### Materials provided ###

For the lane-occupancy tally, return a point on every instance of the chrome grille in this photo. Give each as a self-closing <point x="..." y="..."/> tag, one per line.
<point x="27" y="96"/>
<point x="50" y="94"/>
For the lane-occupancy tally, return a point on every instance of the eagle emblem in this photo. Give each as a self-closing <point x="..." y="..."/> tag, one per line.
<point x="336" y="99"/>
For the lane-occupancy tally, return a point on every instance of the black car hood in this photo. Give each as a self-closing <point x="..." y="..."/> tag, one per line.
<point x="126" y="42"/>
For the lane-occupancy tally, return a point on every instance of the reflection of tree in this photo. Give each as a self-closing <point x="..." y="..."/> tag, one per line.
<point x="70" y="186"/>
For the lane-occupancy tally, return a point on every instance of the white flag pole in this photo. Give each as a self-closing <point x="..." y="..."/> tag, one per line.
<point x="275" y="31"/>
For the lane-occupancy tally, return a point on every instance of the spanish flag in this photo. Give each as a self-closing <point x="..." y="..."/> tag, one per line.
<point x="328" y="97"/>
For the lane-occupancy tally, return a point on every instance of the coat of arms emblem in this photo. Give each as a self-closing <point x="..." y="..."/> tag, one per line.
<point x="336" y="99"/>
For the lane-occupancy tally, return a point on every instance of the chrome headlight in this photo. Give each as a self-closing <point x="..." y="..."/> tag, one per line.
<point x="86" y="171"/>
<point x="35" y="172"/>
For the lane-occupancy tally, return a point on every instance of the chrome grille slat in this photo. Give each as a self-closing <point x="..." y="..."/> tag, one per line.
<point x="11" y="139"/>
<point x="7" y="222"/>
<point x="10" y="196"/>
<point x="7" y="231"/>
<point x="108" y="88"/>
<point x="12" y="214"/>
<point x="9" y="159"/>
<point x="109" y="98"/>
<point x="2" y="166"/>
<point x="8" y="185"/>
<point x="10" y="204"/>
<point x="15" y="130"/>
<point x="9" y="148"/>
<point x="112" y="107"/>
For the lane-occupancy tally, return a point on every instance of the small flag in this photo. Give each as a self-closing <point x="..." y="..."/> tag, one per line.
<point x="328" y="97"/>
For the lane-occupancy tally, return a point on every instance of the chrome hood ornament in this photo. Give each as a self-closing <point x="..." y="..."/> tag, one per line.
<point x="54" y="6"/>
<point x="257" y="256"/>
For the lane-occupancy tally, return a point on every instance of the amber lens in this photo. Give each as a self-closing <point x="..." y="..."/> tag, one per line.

###

● Set problem: Repeat all of the lines above word for word.

● Complete response:
For the lane-occupancy tally, return a point on every instance of the chrome grille in this photo. Give each as a self-closing <point x="..." y="..."/> tag, one per line.
<point x="27" y="96"/>
<point x="50" y="94"/>
For the lane-occupancy tally, return a point on every instance of the eagle emblem in this photo. Give each as a self-closing <point x="..." y="..."/> tag, one per line.
<point x="336" y="99"/>
For the lane-occupancy tally, return a point on every instance of the black car hood in this photo. Give each as a self-closing <point x="..." y="..."/> tag, one per line.
<point x="126" y="42"/>
For the lane-occupancy tally, return a point on every instance of the reflection of tree in this photo. Give each as a self-closing <point x="..." y="..."/> tag, one per line.
<point x="70" y="186"/>
For the lane-occupancy tally, return a point on every instance of the white flag pole in this photo. Give each as a self-closing <point x="..." y="..."/> tag, one per line.
<point x="275" y="31"/>
For the lane-occupancy tally, return a point on every instance of the spanish flag in this photo. Give each as a self-closing <point x="..." y="..."/> tag, one per line.
<point x="328" y="97"/>
For the lane-occupancy tally, return a point on every instance of the coat of arms emblem in this photo. Give each as a self-closing <point x="..." y="..."/> tag, one per line.
<point x="336" y="99"/>
For the lane-occupancy tally, return a point on every instance of the chrome headlight in this photo. Give each as a self-closing <point x="..." y="..."/> tag, one per line.
<point x="86" y="171"/>
<point x="35" y="172"/>
For the lane-occupancy tally, return a point on every instance of the chrome grille slat in this photo. Give each as a self-closing <point x="..." y="..."/> tag, one per line.
<point x="11" y="139"/>
<point x="7" y="222"/>
<point x="10" y="196"/>
<point x="7" y="231"/>
<point x="108" y="88"/>
<point x="12" y="214"/>
<point x="9" y="159"/>
<point x="109" y="98"/>
<point x="2" y="166"/>
<point x="8" y="185"/>
<point x="10" y="204"/>
<point x="15" y="130"/>
<point x="9" y="148"/>
<point x="112" y="107"/>
For the lane-occupancy tally, return a point on every instance of the small flag in this photo. Give each as a self-closing <point x="..." y="..."/> tag, one per line.
<point x="328" y="97"/>
For the lane-occupancy tally, return a point on every instance of the chrome hood ornament in this photo. Give each as a self-closing <point x="..." y="..."/> tag, one per line.
<point x="54" y="6"/>
<point x="257" y="256"/>
For the lane-occupancy tally, return a point on every instance of the amber lens in this photo. Give each as a self-closing <point x="..." y="..."/> tag, one per line.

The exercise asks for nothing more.